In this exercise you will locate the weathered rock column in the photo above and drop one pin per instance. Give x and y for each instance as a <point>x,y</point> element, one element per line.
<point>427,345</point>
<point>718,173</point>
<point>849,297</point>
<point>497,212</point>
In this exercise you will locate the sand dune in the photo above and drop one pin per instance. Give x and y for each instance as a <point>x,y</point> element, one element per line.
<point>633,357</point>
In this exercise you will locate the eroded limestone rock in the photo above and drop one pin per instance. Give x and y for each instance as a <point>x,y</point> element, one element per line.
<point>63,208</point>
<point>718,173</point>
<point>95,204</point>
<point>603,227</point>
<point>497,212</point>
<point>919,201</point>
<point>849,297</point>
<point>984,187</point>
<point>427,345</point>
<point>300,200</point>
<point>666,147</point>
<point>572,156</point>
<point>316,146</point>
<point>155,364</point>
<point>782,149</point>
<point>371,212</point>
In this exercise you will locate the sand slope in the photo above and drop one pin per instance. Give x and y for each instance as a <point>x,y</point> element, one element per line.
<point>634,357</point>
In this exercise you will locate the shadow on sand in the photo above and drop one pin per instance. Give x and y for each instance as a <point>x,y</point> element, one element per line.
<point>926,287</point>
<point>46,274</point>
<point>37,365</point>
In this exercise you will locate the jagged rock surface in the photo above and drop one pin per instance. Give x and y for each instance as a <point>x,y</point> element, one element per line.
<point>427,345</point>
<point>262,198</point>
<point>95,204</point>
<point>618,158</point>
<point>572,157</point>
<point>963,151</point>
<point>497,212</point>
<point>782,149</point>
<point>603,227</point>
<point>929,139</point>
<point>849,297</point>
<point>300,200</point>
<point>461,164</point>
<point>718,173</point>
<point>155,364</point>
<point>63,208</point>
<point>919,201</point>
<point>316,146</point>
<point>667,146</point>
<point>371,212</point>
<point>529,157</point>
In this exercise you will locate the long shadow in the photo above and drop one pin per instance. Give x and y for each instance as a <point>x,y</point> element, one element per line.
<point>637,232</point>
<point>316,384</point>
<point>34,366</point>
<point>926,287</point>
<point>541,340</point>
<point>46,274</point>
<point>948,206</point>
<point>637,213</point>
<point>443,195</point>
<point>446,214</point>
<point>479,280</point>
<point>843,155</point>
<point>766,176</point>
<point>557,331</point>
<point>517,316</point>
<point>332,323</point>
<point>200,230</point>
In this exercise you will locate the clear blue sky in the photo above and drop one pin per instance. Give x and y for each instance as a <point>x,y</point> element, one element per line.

==============================

**Requirement**
Every entry shown above should be transcribed without alteration.

**Response area**
In this exercise you will locate the weathered rock column in the photo above and drop one pin per instance. Give x and y for each instance as a <point>x,y</point> element, one element per line.
<point>427,345</point>
<point>718,173</point>
<point>849,297</point>
<point>497,212</point>
In this exercise you will locate the sand dune in the photo above and drop one pin per instance. Give x and y for each instance as a <point>x,y</point> element, one element per line.
<point>633,357</point>
In this exercise you will locate the eroded limestone rock in the photo above and drop one pin per instance. Give x and y for each instance as a <point>x,y</point> element, one element per line.
<point>63,208</point>
<point>718,173</point>
<point>95,204</point>
<point>603,227</point>
<point>497,212</point>
<point>919,201</point>
<point>849,297</point>
<point>984,187</point>
<point>427,345</point>
<point>300,200</point>
<point>666,147</point>
<point>572,156</point>
<point>316,146</point>
<point>155,364</point>
<point>782,149</point>
<point>371,212</point>
In this exercise you will locate the sand slope in the photo above and drop one pin per instance. Give x and y for each instance as a <point>x,y</point> element, one element per line.
<point>634,357</point>
In this exercise you will locate the shadow on sand in the photo above and drop one pin per instance. Give x and y for each instance as a <point>x,y</point> element, one element per line.
<point>926,287</point>
<point>46,274</point>
<point>37,365</point>
In this exercise you will locate the jagged rock surface in the photo above and drop one pin per instance. Give x and y for each instance as a <point>x,y</point> element, one element per line.
<point>427,345</point>
<point>262,198</point>
<point>95,204</point>
<point>618,158</point>
<point>572,157</point>
<point>963,151</point>
<point>497,212</point>
<point>782,149</point>
<point>603,227</point>
<point>929,139</point>
<point>849,297</point>
<point>300,200</point>
<point>461,164</point>
<point>718,173</point>
<point>155,364</point>
<point>63,208</point>
<point>919,201</point>
<point>316,146</point>
<point>667,146</point>
<point>371,212</point>
<point>529,157</point>
In this exercise you will locate the long shadow in the photo above and drop one pin per instance. Give x and y for each instance as a <point>x,y</point> element, one element per line.
<point>637,232</point>
<point>316,384</point>
<point>34,366</point>
<point>926,287</point>
<point>541,340</point>
<point>46,274</point>
<point>948,206</point>
<point>637,213</point>
<point>443,195</point>
<point>446,214</point>
<point>479,280</point>
<point>843,155</point>
<point>766,176</point>
<point>557,331</point>
<point>517,316</point>
<point>332,323</point>
<point>200,230</point>
In this exercise you will locate the clear blue sky in the photo above and drop one pin per instance. Give x and y for each instance as a <point>x,y</point> element, one element per line.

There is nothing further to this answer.